Please copy the stretch of lines from the one containing "Target: window frame" through the one containing "x=744, y=331", both included, and leave the pictures out of your copy.

:: Records provided ::
━━━

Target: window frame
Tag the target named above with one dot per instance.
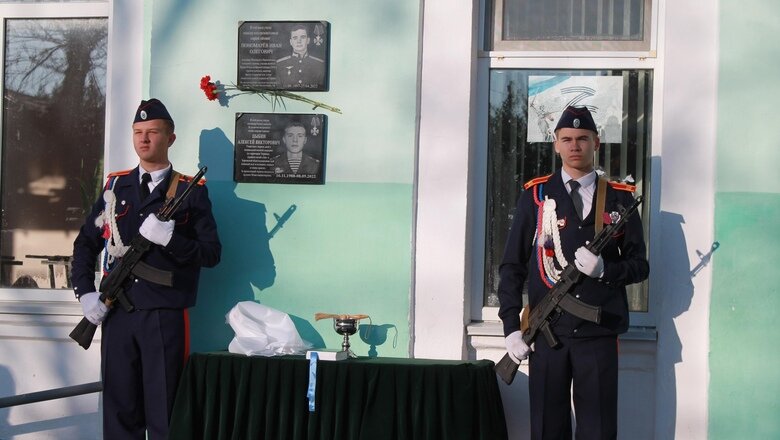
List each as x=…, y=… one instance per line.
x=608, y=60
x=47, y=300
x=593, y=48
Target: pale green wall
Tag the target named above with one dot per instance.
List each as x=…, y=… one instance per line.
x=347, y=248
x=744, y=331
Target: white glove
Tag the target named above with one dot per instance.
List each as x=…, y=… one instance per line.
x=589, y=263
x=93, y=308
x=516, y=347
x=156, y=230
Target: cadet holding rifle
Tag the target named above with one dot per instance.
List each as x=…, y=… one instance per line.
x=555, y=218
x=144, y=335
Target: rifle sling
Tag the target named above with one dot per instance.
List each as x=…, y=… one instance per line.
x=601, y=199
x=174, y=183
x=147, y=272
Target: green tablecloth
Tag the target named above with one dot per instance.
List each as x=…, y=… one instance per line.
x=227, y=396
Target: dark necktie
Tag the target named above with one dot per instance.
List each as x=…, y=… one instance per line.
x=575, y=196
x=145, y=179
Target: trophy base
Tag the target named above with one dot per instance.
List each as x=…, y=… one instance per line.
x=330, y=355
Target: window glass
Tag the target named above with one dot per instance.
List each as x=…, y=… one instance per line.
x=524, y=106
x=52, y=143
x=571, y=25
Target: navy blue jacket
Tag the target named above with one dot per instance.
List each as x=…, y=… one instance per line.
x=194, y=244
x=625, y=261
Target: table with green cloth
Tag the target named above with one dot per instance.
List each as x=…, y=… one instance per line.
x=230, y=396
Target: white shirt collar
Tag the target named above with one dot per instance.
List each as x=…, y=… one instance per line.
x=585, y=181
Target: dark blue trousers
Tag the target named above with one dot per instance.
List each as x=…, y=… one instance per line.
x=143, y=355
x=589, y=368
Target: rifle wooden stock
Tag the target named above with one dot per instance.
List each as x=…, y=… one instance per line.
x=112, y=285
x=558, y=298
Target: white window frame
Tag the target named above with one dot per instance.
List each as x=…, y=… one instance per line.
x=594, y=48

━━━

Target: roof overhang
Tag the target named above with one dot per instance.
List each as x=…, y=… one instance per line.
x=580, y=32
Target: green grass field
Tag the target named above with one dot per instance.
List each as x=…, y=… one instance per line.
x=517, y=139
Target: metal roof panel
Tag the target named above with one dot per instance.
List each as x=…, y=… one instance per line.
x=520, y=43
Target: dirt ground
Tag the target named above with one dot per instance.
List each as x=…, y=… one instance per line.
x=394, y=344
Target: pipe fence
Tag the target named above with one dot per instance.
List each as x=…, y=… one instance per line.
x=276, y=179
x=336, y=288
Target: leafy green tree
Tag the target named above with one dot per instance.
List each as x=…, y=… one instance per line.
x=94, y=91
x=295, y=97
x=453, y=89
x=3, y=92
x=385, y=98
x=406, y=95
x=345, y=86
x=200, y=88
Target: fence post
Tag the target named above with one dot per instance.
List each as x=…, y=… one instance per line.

━━━

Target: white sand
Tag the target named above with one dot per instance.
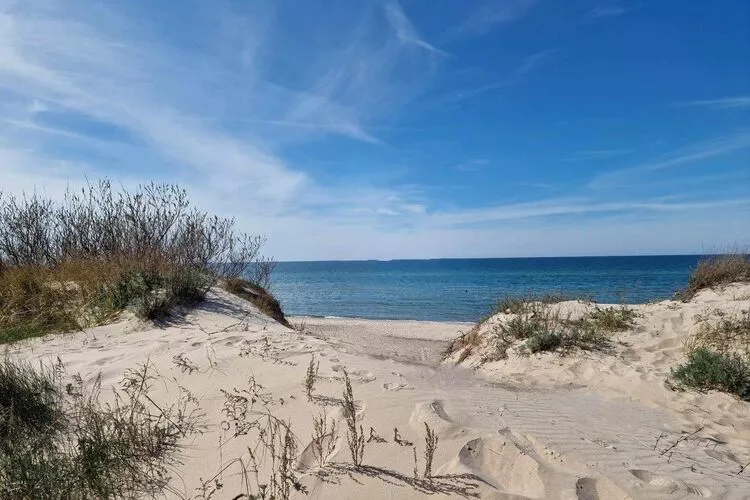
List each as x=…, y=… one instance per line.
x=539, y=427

━━━

:: Output ::
Target: window frame
Tag the target named above with one dot per instance.
List each as x=…, y=… one instance per line.
x=608, y=60
x=47, y=300
x=593, y=48
Target: pale green wall
Tag the target named above with one dot per instance.
List each as x=…, y=… one instance per line.
x=347, y=248
x=744, y=331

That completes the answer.